• The problem: Please write out only the lines running from the one with "Expected behaviour: for every instance of the blurred" through the last line of the listing, each exactly as given.

***** Source data *****

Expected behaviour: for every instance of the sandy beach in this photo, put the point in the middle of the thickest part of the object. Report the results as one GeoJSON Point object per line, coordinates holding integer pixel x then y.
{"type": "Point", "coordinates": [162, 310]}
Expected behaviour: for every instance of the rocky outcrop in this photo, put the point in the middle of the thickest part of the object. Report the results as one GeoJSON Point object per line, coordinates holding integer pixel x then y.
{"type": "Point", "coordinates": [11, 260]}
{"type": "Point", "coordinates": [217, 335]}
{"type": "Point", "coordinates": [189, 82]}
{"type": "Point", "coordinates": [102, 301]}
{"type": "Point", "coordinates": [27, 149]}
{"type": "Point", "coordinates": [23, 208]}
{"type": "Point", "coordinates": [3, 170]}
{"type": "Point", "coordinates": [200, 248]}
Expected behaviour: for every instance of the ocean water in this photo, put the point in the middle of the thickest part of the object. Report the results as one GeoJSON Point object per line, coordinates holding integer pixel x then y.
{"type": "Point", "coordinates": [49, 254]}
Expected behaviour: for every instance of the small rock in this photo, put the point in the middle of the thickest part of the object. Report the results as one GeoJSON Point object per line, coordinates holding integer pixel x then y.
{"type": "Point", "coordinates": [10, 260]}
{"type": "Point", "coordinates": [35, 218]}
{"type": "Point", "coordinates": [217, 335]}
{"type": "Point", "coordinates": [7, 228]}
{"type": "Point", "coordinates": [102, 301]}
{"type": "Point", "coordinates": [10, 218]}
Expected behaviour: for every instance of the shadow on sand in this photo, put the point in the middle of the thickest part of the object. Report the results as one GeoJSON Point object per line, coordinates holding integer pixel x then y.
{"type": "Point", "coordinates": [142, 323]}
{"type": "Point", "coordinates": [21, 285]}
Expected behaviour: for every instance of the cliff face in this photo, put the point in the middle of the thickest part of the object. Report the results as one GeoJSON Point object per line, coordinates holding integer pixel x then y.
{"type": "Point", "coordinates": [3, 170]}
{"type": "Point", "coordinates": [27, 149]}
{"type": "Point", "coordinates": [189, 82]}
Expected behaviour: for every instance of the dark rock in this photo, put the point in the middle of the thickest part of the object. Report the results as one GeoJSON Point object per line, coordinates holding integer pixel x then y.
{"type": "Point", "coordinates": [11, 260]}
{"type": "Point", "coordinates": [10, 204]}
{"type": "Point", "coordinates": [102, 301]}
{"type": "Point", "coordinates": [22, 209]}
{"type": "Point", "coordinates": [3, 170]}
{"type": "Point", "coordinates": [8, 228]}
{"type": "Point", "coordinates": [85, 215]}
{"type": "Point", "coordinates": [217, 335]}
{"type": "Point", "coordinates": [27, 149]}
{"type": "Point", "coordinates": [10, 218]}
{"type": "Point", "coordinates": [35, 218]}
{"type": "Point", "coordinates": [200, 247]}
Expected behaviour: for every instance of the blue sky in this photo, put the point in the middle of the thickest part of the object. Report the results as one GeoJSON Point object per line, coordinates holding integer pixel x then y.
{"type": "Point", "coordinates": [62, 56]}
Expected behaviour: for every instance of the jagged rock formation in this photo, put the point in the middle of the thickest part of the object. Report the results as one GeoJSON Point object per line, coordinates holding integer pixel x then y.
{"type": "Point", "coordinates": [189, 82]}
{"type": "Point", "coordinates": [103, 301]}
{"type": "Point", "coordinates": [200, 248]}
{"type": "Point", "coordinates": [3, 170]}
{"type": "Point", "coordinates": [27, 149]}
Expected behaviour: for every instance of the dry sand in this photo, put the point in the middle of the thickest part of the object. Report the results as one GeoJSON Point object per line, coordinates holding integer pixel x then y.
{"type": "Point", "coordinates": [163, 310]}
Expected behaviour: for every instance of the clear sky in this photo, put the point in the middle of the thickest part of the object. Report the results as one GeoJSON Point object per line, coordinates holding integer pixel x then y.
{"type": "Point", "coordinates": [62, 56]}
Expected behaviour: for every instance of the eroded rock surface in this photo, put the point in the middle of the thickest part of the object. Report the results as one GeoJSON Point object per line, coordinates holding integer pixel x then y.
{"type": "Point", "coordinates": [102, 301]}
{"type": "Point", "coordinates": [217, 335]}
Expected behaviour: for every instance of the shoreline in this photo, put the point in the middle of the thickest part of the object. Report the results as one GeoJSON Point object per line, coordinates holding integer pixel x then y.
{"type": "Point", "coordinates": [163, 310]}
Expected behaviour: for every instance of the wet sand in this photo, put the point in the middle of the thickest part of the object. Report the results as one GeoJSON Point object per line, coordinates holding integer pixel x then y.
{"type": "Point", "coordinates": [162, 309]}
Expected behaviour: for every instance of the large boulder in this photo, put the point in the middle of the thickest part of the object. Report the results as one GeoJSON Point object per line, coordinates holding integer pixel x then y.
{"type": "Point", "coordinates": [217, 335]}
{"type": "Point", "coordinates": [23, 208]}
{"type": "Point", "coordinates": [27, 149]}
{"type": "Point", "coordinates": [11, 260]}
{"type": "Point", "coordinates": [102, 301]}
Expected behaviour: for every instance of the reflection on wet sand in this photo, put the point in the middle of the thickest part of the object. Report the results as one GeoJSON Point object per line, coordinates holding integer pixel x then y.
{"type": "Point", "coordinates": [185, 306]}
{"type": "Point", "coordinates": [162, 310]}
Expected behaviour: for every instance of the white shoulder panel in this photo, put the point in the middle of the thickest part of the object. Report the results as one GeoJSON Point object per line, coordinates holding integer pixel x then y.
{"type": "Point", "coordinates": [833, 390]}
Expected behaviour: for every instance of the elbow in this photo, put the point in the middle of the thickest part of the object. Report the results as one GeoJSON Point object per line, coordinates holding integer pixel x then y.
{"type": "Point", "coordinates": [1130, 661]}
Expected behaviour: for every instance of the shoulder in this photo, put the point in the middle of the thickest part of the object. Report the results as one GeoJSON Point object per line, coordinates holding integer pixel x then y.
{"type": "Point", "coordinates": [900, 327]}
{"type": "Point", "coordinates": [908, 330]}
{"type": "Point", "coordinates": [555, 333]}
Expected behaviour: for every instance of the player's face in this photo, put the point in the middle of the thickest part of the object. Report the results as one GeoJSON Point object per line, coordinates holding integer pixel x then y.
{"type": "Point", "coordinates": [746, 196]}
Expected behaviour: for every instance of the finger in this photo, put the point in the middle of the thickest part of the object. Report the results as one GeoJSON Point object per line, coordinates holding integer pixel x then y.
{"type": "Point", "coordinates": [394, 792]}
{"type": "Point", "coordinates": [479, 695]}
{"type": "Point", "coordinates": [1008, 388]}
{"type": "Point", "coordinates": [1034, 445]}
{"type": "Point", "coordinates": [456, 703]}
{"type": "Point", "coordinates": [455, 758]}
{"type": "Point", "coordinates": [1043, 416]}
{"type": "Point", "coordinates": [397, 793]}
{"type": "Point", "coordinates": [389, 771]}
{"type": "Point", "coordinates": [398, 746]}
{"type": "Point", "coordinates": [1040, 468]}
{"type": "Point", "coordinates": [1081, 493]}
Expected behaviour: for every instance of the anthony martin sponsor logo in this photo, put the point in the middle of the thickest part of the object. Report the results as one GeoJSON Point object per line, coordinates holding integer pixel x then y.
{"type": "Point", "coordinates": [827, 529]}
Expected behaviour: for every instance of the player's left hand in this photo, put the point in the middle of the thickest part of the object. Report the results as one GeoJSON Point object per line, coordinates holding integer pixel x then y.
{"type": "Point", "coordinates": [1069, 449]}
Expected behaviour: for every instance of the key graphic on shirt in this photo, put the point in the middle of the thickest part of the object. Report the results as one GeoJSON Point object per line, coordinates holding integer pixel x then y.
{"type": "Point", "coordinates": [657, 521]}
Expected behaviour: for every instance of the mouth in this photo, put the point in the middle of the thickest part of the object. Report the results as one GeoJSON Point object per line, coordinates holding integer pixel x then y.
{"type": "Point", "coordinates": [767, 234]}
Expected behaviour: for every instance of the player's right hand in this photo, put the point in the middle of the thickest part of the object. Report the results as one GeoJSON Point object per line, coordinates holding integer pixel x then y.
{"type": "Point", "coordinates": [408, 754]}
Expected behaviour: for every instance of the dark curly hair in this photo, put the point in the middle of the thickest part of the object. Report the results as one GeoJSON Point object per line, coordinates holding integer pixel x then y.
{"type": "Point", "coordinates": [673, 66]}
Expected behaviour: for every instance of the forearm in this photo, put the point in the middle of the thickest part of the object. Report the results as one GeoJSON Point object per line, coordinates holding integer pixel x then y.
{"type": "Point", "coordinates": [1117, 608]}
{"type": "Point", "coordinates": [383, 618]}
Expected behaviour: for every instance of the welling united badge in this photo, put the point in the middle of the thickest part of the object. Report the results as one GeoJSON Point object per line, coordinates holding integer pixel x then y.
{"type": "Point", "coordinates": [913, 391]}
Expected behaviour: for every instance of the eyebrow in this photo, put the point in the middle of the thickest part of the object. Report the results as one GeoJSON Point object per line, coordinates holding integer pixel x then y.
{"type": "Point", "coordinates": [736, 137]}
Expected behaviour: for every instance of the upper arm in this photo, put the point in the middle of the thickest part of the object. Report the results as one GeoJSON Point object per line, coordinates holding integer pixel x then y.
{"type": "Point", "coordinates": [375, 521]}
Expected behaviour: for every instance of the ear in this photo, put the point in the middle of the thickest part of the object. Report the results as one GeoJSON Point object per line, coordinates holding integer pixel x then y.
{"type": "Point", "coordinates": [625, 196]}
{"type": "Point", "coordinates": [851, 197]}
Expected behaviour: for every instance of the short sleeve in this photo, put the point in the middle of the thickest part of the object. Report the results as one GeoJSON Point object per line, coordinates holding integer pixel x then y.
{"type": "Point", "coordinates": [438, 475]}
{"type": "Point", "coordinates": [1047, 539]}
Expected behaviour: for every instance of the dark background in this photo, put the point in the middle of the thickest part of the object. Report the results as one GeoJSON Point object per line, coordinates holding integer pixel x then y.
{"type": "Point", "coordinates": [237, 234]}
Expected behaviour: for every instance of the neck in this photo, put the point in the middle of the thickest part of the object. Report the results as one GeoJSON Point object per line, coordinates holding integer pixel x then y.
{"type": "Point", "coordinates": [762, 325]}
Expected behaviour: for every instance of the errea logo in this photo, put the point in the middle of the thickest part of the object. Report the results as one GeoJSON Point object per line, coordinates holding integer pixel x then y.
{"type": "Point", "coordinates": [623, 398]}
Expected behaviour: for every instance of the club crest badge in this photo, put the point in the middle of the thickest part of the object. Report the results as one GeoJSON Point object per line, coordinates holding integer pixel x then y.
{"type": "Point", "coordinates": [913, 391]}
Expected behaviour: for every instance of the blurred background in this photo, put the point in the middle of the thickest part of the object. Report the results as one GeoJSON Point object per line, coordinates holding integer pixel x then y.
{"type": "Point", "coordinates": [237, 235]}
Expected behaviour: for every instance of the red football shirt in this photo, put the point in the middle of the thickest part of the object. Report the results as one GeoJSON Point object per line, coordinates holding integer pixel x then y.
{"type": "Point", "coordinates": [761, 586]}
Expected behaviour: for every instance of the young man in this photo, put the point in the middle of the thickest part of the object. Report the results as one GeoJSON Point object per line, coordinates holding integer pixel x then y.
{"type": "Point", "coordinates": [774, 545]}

*****

• Task answer:
Expected behaviour: for every instance of the blurred background in this photo, put the point in the middle of the thickest part of the object. Report the results as one GeoJSON Point object per line, coordinates holding integer pixel x then y.
{"type": "Point", "coordinates": [237, 235]}
Expected behaviour: for every instance of the red football shirt in this photo, put the point in the middle of the thickest part of the object. Report the results as one GeoJSON Point object per line, coordinates holding integer pixel x then y.
{"type": "Point", "coordinates": [761, 586]}
Expected behaviour: for every instance of the young man in this photo, put the point in the middle of the thickest part of the object. Report the results as one GeoJSON Point object per line, coordinates holding integer pixel x then y.
{"type": "Point", "coordinates": [774, 545]}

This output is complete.